**Entries for labeling with bounding boxes**.

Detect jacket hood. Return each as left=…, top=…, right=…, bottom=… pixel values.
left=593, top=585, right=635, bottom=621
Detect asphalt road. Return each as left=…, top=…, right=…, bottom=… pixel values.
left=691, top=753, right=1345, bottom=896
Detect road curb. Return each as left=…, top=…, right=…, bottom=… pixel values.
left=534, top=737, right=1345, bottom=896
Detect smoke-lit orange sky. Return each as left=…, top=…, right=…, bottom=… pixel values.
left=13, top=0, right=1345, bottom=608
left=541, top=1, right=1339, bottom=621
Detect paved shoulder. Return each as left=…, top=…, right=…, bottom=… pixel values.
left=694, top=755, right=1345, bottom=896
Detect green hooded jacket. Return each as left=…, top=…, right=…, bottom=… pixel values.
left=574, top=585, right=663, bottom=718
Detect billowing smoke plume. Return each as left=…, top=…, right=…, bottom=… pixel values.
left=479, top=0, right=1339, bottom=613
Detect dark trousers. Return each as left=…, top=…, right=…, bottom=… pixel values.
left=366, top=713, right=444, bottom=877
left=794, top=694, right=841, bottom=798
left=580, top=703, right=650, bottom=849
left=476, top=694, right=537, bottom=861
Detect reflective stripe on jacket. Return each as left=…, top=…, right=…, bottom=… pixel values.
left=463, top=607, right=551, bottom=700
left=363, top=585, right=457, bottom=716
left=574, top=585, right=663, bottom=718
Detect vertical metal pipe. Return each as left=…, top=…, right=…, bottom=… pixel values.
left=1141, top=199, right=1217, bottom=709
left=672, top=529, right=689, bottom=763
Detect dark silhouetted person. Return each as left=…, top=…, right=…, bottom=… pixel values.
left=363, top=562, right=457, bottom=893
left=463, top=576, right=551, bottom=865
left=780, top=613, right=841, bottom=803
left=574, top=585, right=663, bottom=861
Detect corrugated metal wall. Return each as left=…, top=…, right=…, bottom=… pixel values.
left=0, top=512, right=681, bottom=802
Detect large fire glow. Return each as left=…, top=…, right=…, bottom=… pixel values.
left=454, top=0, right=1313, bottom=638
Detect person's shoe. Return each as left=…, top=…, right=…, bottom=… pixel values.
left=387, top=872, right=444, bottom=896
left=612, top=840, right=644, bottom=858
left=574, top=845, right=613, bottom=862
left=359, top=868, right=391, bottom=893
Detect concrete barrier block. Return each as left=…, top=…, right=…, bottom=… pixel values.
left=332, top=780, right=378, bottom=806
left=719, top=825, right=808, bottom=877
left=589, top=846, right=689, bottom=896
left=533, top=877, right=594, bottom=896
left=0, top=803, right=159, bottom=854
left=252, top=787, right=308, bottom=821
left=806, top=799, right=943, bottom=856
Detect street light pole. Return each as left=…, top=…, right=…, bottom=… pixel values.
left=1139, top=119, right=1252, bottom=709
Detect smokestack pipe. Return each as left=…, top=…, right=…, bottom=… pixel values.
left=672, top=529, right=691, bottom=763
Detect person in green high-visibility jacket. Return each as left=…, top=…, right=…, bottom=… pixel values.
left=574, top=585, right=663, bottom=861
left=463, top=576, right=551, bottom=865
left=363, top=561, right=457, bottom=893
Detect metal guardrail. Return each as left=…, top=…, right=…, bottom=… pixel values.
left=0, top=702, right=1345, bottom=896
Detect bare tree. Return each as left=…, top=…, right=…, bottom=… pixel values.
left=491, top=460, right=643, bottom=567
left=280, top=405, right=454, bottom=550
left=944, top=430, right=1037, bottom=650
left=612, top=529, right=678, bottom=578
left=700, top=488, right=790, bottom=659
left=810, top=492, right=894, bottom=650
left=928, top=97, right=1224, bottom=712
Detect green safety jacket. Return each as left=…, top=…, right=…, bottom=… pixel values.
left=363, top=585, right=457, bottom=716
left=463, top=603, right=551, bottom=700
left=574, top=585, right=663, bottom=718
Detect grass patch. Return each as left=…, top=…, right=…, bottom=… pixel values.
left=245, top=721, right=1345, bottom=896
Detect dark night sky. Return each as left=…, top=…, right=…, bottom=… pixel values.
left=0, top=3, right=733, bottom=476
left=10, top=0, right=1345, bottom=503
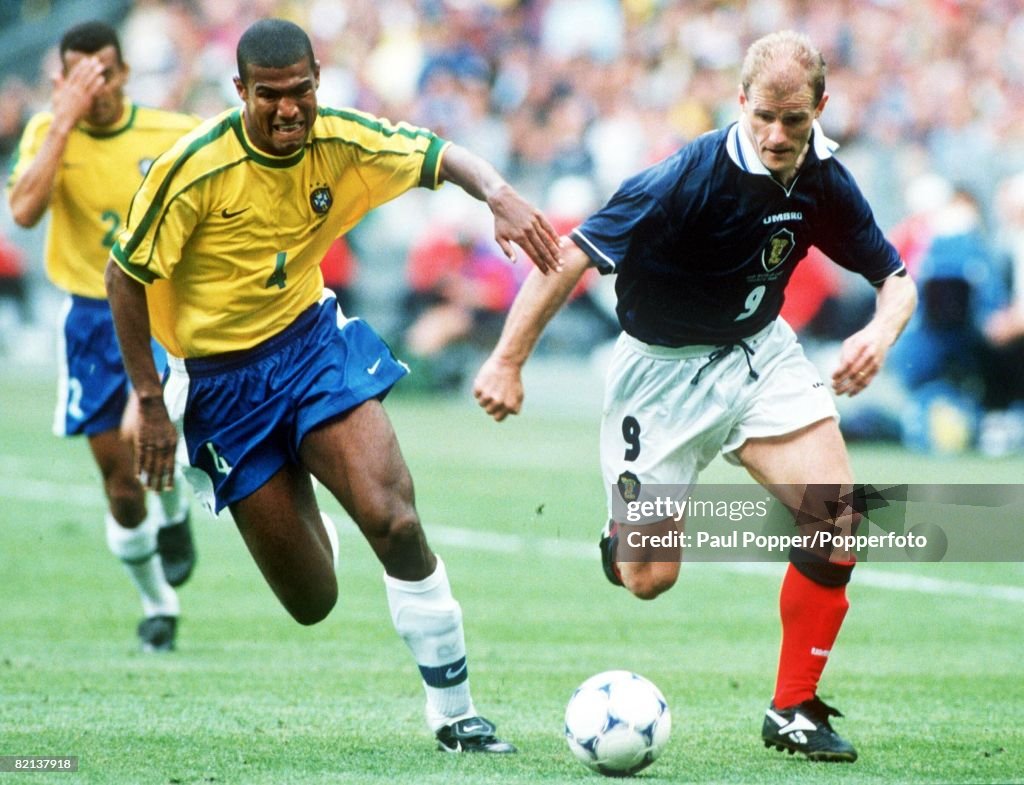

**PROBLEM STATEMENT**.
Reproduce the records above line for line, without any change, and leave out the pictures.

**REPLY TO THE EXERCISE**.
Detect jacket hood. Return each as left=…, top=…, right=…, bottom=… pixel values.
left=593, top=585, right=635, bottom=621
Detect asphalt road. Return each as left=…, top=…, right=…, bottom=… pixel values.
left=691, top=753, right=1345, bottom=896
Detect road curb. Return each as left=…, top=…, right=…, bottom=… pixel values.
left=534, top=737, right=1345, bottom=896
Detect smoke-lit orange sky. Return each as left=…, top=…, right=…, bottom=… pixel values.
left=13, top=0, right=1345, bottom=608
left=541, top=1, right=1339, bottom=621
Detect paved shoulder. Return each as left=…, top=…, right=…, bottom=… pixel values.
left=694, top=755, right=1345, bottom=896
Detect green hooded jacket. Return each as left=…, top=…, right=…, bottom=… pixel values.
left=574, top=585, right=663, bottom=718
Detect billowing smoke plume. Return each as left=…, top=…, right=…, bottom=… pixel values.
left=479, top=0, right=1339, bottom=613
Detect dark trousers. Return each as left=…, top=…, right=…, bottom=… pixel values.
left=366, top=713, right=444, bottom=877
left=794, top=694, right=841, bottom=798
left=580, top=703, right=650, bottom=849
left=476, top=694, right=537, bottom=861
Detect reflective stripe on jacket. Return each as left=…, top=…, right=…, bottom=… pixel values.
left=463, top=607, right=551, bottom=700
left=363, top=585, right=457, bottom=716
left=574, top=585, right=663, bottom=718
Detect vertical metal pipe. Return each as left=…, top=…, right=…, bottom=… pixel values.
left=1141, top=199, right=1217, bottom=709
left=672, top=529, right=689, bottom=763
Detect dark silhouetted person. Return each as left=…, top=…, right=…, bottom=… pixel values.
left=363, top=562, right=457, bottom=893
left=463, top=576, right=551, bottom=865
left=780, top=613, right=841, bottom=803
left=574, top=585, right=663, bottom=861
Detect corrugated metal wall. Return each as left=…, top=…, right=…, bottom=… pixel values.
left=0, top=512, right=681, bottom=802
Detect large fire glow. Return each as left=…, top=…, right=…, bottom=… pixel values.
left=454, top=0, right=1313, bottom=638
Detect person's shoe. Return each as left=…, top=…, right=…, bottom=… pixel values.
left=387, top=872, right=444, bottom=896
left=612, top=840, right=644, bottom=858
left=574, top=845, right=613, bottom=862
left=359, top=868, right=391, bottom=893
Detect concrete barrier block. Return each as left=…, top=…, right=…, bottom=… pixel values.
left=332, top=780, right=378, bottom=806
left=719, top=825, right=808, bottom=877
left=589, top=846, right=689, bottom=896
left=533, top=877, right=594, bottom=896
left=0, top=803, right=159, bottom=854
left=252, top=787, right=308, bottom=821
left=806, top=799, right=943, bottom=856
Detect street light pole. Return each as left=…, top=…, right=…, bottom=… pixel values.
left=1139, top=119, right=1252, bottom=709
Detect smokestack pipe. Return each as left=…, top=…, right=…, bottom=… pixel values.
left=672, top=529, right=691, bottom=763
Detect person in green high-visibility jacket. Return each as left=…, top=…, right=…, bottom=… pixel values.
left=574, top=585, right=663, bottom=861
left=463, top=576, right=551, bottom=865
left=363, top=561, right=457, bottom=893
Detect metal guardrail. Return each as left=…, top=…, right=…, bottom=… pixel values.
left=0, top=702, right=1345, bottom=896
Detect bare tree. Return each as left=…, top=…, right=…, bottom=… pixel values.
left=491, top=460, right=643, bottom=567
left=280, top=405, right=454, bottom=550
left=944, top=430, right=1037, bottom=650
left=612, top=529, right=678, bottom=578
left=700, top=488, right=790, bottom=659
left=810, top=492, right=894, bottom=650
left=928, top=97, right=1224, bottom=712
Detect green safety jacket. Return each as left=…, top=…, right=…, bottom=… pixel values.
left=363, top=585, right=457, bottom=716
left=463, top=603, right=551, bottom=700
left=574, top=585, right=663, bottom=718
Detect grass patch. Return each as left=…, top=…, right=…, bottom=… pixel values.
left=245, top=721, right=1345, bottom=896
Detect dark night sky. Return each as left=…, top=…, right=…, bottom=… pixel values.
left=0, top=3, right=733, bottom=476
left=10, top=0, right=1345, bottom=503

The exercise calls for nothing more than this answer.